What to work on:
• A. Answer these questions about the excerpt on Tom Simon's essays:
(i) What did Aslan say to Lucy?
(ii) According to the quoted passage, what virtue does punching your enemy in the nose require?
(iii) What name did the writer give to what Simon calls "Style is the Rocket"?
• B. In the excerpt on Tom Simon's essays, swap "pedestrian" for "plodding" and write out everything from "Brilliant. And a" down to "as subliterary dreck.".
───── Excerpt provided
To make my case, here is a quote from his essay “The taste for magic”, a modern classic:
But as Aslan said to Lucy, ‘Spying on people by magic is the same as spying on them in any other way.’ Whether the method is effective or not, the intention is mean and shabby. That it is generally done in secret, or at least in the absence of the intended victim, only makes it worse. If you punch your enemy in the nose, you expose yourself to his retaliation; this requires courage, which is a virtue in itself, and partly disinfects the evil of your intentions, though it does not justify them. At the very least the element of danger will restrain you from distributing punches on the nose too freely. If you cast a spell to make your enemy’s nose break out in boils, you risk nothing, you can nurse your hatred in secret, you need never risk taking a punch yourself, or what might be worse, having an honest argument and making up with the one you hate. Whether the spell works on your enemy or not, it works on you, by leaving you to nurse your hatreds in safety and secrecy. They will grow, they will gain power over you, and in the end they may devour you.
Brilliant. And a good lead-in for my first review on “Style is the Rocket”.
The titular essay is, I think, the best in the book. Tom Simon eloquently describes something I observed a while back; what Simon calls “Style is the Rocket”, I called “The Weird Chef Theory”, after a chef who makes technically perfect but intentionally bad tasting food. To wit:
There is a kind of literary colour-blindness which occurs, for the most part, only among highly cultivated people; for such folly in nature is self-correcting. It takes two opposite forms. One is the belief that prose style is all; that a work of literature is only as good as its individual sentences, and that a bland or pedestrian prose style is in itself sufficient to condemn a story as subliterary dreck.
──────────
───── Data provided
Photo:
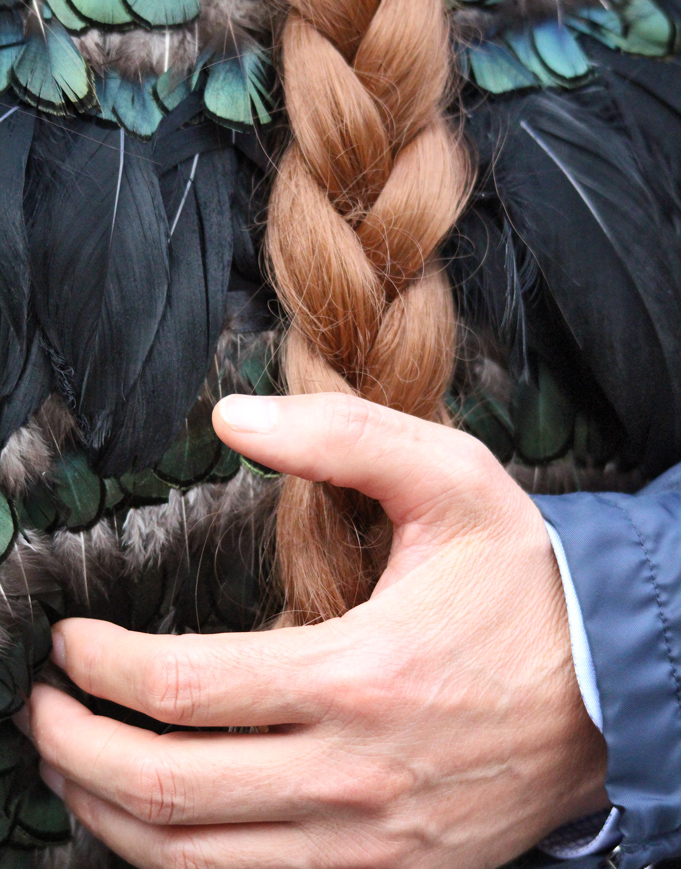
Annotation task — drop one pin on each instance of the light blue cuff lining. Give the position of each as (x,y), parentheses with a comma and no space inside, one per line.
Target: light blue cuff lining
(559,844)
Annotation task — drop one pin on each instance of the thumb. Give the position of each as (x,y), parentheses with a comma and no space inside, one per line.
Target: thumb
(414,468)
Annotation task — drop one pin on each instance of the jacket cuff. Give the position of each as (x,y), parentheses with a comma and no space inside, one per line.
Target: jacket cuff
(624,555)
──────────
Per-task answers:
• A.
(i) "Spying on people by magic is the same as spying on them in any other way."
(ii) Courage.
(iii) "The Weird Chef Theory"

• B.
Brilliant. And a good lead-in for my first review on “Style is the Rocket”.
The titular essay is, I think, the best in the book. Tom Simon eloquently describes something I observed a while back; what Simon calls “Style is the Rocket”, I called “The Weird Chef Theory”, after a chef who makes technically perfect but intentionally bad tasting food. To wit:
There is a kind of literary colour-blindness which occurs, for the most part, only among highly cultivated people; for such folly in nature is self-correcting. It takes two opposite forms. One is the belief that prose style is all; that a work of literature is only as good as its individual sentences, and that a bland or plodding prose style is in itself sufficient to condemn a story as subliterary dreck.